AIM —
Select every line of the data below that contains the word "apartment", treating uppercase and lowercase as different.

○ ○ ○ ○

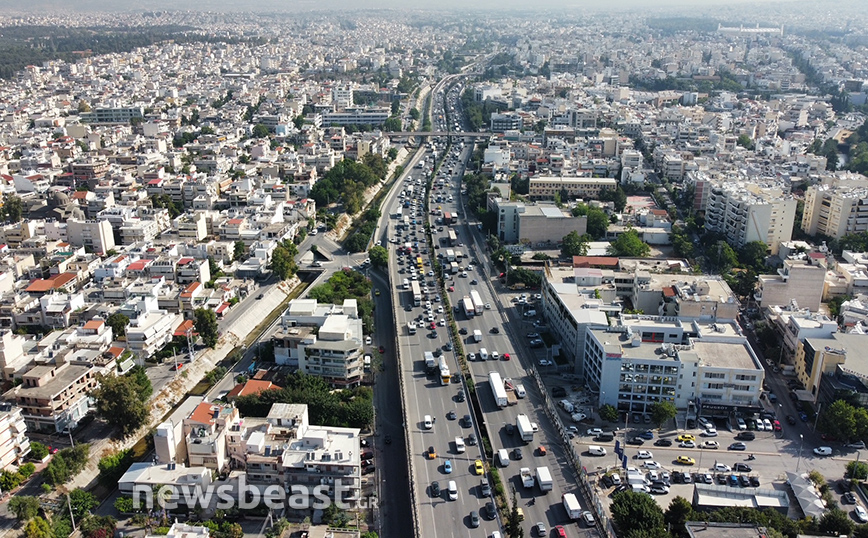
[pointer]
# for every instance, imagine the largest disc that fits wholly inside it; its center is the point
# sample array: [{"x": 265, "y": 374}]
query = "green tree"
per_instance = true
[
  {"x": 38, "y": 528},
  {"x": 662, "y": 412},
  {"x": 119, "y": 404},
  {"x": 283, "y": 263},
  {"x": 206, "y": 325},
  {"x": 13, "y": 208},
  {"x": 857, "y": 470},
  {"x": 836, "y": 522},
  {"x": 260, "y": 131},
  {"x": 81, "y": 502},
  {"x": 574, "y": 245},
  {"x": 118, "y": 322},
  {"x": 629, "y": 245},
  {"x": 608, "y": 413},
  {"x": 679, "y": 512},
  {"x": 636, "y": 512},
  {"x": 24, "y": 507},
  {"x": 379, "y": 256},
  {"x": 238, "y": 250}
]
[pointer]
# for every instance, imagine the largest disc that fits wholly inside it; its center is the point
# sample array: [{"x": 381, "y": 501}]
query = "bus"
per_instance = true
[
  {"x": 445, "y": 376},
  {"x": 416, "y": 293}
]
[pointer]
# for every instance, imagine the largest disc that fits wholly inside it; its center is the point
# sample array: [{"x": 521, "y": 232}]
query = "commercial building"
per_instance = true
[
  {"x": 644, "y": 360},
  {"x": 534, "y": 224},
  {"x": 801, "y": 281},
  {"x": 746, "y": 212},
  {"x": 545, "y": 188}
]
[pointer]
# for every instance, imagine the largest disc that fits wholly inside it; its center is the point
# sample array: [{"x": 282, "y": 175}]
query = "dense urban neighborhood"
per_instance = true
[{"x": 421, "y": 273}]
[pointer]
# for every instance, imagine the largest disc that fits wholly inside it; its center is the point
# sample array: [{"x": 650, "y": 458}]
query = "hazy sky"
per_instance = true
[{"x": 689, "y": 6}]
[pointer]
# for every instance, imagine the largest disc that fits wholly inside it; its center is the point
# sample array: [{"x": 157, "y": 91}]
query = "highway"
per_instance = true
[{"x": 425, "y": 395}]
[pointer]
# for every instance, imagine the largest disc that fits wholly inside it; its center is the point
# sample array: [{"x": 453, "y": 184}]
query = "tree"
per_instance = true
[
  {"x": 118, "y": 322},
  {"x": 24, "y": 507},
  {"x": 38, "y": 528},
  {"x": 379, "y": 256},
  {"x": 13, "y": 208},
  {"x": 636, "y": 512},
  {"x": 206, "y": 325},
  {"x": 283, "y": 263},
  {"x": 118, "y": 403},
  {"x": 628, "y": 244},
  {"x": 857, "y": 470},
  {"x": 608, "y": 413},
  {"x": 574, "y": 245},
  {"x": 677, "y": 514},
  {"x": 260, "y": 131},
  {"x": 81, "y": 502},
  {"x": 662, "y": 412},
  {"x": 238, "y": 250},
  {"x": 836, "y": 522}
]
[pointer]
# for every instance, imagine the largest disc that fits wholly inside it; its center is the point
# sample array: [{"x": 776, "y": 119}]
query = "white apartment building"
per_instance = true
[
  {"x": 746, "y": 212},
  {"x": 836, "y": 210},
  {"x": 14, "y": 444},
  {"x": 711, "y": 367}
]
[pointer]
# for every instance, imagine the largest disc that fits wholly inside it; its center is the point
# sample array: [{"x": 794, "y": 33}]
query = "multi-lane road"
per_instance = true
[{"x": 425, "y": 395}]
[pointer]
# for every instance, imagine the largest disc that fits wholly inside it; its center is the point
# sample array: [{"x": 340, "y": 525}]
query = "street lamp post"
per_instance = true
[{"x": 801, "y": 444}]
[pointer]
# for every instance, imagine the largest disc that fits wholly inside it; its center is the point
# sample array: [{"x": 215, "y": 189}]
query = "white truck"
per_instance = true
[
  {"x": 497, "y": 389},
  {"x": 574, "y": 509},
  {"x": 525, "y": 430},
  {"x": 544, "y": 479},
  {"x": 526, "y": 477}
]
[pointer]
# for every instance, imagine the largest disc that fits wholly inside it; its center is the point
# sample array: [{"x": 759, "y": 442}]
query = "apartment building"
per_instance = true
[
  {"x": 545, "y": 188},
  {"x": 836, "y": 210},
  {"x": 801, "y": 281},
  {"x": 54, "y": 397},
  {"x": 534, "y": 224},
  {"x": 333, "y": 352},
  {"x": 745, "y": 212},
  {"x": 14, "y": 444},
  {"x": 710, "y": 366}
]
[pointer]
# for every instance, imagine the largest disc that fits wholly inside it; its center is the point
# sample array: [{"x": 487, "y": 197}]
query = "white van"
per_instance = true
[{"x": 595, "y": 450}]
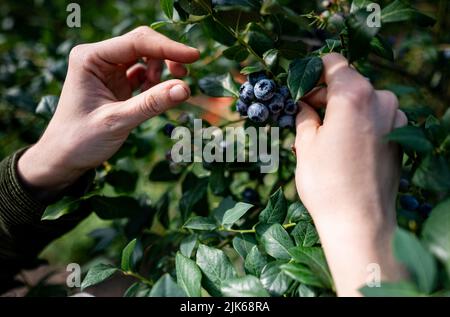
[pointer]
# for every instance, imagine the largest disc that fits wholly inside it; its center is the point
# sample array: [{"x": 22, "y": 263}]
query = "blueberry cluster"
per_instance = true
[{"x": 260, "y": 99}]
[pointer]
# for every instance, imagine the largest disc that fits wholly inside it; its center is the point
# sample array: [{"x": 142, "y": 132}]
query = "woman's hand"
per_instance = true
[
  {"x": 96, "y": 111},
  {"x": 347, "y": 176}
]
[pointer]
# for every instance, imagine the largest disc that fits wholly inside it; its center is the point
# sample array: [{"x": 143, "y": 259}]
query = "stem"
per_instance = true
[{"x": 139, "y": 277}]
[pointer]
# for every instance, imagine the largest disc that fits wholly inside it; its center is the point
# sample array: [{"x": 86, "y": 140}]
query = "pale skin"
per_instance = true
[{"x": 346, "y": 176}]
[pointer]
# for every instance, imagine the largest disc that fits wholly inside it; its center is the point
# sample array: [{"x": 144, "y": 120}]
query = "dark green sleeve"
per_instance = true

○ ○ ○ ○

RESPONSE TO THIS TASK —
query = "white apartment building"
query = "apartment building"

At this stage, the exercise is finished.